*Image point annotation entries*:
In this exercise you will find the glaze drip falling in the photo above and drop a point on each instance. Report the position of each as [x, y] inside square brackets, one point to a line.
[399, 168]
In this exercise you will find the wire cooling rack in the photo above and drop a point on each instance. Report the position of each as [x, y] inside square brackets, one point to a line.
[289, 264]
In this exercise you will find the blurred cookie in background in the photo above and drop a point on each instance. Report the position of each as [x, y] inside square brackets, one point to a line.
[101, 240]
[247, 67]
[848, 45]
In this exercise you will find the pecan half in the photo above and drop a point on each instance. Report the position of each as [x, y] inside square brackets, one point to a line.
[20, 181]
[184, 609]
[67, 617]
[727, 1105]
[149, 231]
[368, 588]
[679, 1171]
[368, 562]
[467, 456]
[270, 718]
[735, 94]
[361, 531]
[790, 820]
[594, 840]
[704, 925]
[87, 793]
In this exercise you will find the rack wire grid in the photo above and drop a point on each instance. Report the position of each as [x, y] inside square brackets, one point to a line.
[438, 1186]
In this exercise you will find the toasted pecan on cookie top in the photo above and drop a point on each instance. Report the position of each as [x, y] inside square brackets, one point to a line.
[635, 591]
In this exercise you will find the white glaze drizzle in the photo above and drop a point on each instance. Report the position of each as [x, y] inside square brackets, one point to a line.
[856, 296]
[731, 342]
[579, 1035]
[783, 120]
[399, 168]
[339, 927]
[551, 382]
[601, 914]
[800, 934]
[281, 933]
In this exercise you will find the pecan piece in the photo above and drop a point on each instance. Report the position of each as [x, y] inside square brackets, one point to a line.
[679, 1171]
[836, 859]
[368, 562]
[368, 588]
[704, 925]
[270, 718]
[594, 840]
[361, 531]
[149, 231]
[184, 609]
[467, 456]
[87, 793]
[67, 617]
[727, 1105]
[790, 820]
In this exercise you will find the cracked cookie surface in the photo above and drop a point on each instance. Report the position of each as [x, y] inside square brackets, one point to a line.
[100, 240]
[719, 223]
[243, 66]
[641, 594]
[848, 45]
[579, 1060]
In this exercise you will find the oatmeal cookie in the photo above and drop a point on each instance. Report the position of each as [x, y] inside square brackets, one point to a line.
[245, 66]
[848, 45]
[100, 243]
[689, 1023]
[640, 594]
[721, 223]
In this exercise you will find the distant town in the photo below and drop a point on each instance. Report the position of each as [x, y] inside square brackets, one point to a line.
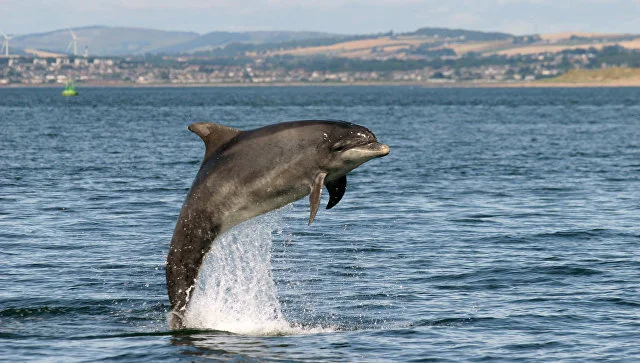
[424, 57]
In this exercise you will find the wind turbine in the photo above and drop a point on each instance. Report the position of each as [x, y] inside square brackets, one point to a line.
[5, 44]
[73, 43]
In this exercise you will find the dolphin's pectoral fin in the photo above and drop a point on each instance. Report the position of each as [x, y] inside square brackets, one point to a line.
[213, 135]
[336, 190]
[314, 197]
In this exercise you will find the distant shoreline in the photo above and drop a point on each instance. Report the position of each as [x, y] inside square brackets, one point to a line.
[528, 84]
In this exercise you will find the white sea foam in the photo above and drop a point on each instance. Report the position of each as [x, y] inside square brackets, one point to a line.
[236, 291]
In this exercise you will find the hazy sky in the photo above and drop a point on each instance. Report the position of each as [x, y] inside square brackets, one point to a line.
[336, 16]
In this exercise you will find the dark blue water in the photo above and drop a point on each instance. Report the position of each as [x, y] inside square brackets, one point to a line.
[504, 225]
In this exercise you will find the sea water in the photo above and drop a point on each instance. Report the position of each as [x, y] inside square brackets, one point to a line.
[503, 225]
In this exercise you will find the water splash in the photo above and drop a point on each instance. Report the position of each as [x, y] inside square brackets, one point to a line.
[236, 291]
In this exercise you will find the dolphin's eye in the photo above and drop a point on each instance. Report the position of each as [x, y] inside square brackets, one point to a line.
[338, 147]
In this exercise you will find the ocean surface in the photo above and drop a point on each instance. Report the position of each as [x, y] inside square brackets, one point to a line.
[503, 226]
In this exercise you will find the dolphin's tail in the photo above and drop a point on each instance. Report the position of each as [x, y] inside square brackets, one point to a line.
[176, 321]
[191, 240]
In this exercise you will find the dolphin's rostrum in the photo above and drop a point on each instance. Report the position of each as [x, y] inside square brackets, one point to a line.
[248, 173]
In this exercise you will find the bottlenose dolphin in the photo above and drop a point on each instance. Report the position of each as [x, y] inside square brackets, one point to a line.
[248, 173]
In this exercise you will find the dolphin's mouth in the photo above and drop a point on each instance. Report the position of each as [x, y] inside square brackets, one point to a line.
[371, 149]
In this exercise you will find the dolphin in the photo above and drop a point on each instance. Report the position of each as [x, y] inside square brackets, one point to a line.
[247, 173]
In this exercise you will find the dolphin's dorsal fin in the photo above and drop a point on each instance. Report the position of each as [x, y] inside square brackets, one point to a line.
[213, 135]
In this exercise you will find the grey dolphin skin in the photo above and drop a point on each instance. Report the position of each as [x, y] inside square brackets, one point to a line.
[248, 173]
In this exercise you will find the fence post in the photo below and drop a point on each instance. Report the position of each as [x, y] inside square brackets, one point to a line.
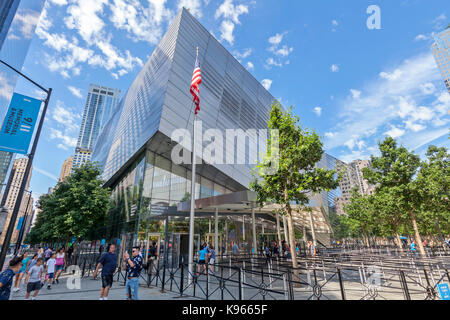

*Written exercise*: Count how many lines of the data above contain the string "pecan", where case counts, and reply with that number alone.

*Finished exercise*: 3